• _Extrait du texte_:
****

L’intelligence artificielle promet une révolution à la gestion active
Arnaud de Servigny, fondateur de Bramham Gardens*
Après avoir inventé la gestion passive, les gestionnaires doivent-ils maintenant réinventer la gestion active ? Depuis la crise de 2008, la gestion passive a pris un essor considérable selon deux directions : d’une part en offrant des solutions investissables répliquant des indices qui obéissent à des règles prédéterminées dans des conditions de liquidité remarquables pour des coûts modiques, et d’autre part en proposant des paniers de titres caractérisés par des styles de gestion ou des propriétés d’actifs bien définis (momentum, taille des sociétés, dividendes, etc.).
Dans le cadre de ces approches, la gestion s’est industrialisée et s’est systématisée, au point que l’on pourrait finir par croire, à l’extrême, que produire des savons ou produire des instruments de gestion reviendrait à peu près au même.
Cette vision naïve néglige un constat primordial : le prix d’un actif est au croisement de données objectives et quantifiables, comme un volume de ventes ou un niveau d’endettement, et de données comportementales beaucoup plus évanescentes, tel le degré d’aversion aux risques des investisseurs. Cette dimension comportementale joue pourtant un rôle considérable dans la dynamique des marchés financiers. Fondamentalement, elle explique pourquoi il y a si peu de lois de la nature qui concourent à la formation des prix.

****

• _Données répertoriées_:
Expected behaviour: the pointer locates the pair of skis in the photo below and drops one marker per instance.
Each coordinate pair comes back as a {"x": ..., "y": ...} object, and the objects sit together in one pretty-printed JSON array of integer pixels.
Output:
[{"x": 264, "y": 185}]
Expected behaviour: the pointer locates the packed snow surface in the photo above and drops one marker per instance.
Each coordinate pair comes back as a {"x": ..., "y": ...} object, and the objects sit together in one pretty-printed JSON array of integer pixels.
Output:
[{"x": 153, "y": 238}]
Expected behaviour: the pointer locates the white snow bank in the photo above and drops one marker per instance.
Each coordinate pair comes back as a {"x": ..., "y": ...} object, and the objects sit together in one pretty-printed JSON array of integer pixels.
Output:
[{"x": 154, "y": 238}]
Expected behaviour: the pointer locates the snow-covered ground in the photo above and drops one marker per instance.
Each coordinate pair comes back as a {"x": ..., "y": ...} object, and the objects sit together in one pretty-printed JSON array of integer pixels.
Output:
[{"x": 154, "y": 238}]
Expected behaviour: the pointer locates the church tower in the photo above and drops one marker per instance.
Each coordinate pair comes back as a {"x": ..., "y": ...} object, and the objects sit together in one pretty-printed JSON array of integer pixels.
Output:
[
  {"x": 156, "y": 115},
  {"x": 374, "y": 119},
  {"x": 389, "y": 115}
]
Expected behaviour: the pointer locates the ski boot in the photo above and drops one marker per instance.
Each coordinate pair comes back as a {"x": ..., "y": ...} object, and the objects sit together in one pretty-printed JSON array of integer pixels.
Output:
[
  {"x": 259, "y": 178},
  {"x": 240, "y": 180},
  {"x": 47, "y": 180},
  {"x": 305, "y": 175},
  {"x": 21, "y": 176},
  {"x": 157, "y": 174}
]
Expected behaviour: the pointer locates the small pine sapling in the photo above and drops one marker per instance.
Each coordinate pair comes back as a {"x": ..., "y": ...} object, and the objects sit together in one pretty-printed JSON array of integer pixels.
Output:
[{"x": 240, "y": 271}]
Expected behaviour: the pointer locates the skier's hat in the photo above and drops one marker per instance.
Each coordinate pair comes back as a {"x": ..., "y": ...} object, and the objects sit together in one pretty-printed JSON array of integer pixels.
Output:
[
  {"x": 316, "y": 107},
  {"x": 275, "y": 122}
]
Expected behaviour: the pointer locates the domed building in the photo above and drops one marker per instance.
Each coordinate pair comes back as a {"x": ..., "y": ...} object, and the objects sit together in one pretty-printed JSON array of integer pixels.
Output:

****

• _Problème à résoudre_: Pouvez-vous réécrire le passage de l'article sur la gestion active, de « Cette vision naïve » à « formation des prix. », en remplaçant « primordial » par « essentiel » ?

• _Réponse attendue_:
Cette vision naïve néglige un constat essentiel : le prix d’un actif est au croisement de données objectives et quantifiables, comme un volume de ventes ou un niveau d’endettement, et de données comportementales beaucoup plus évanescentes, tel le degré d’aversion aux risques des investisseurs. Cette dimension comportementale joue pourtant un rôle considérable dans la dynamique des marchés financiers. Fondamentalement, elle explique pourquoi il y a si peu de lois de la nature qui concourent à la formation des prix.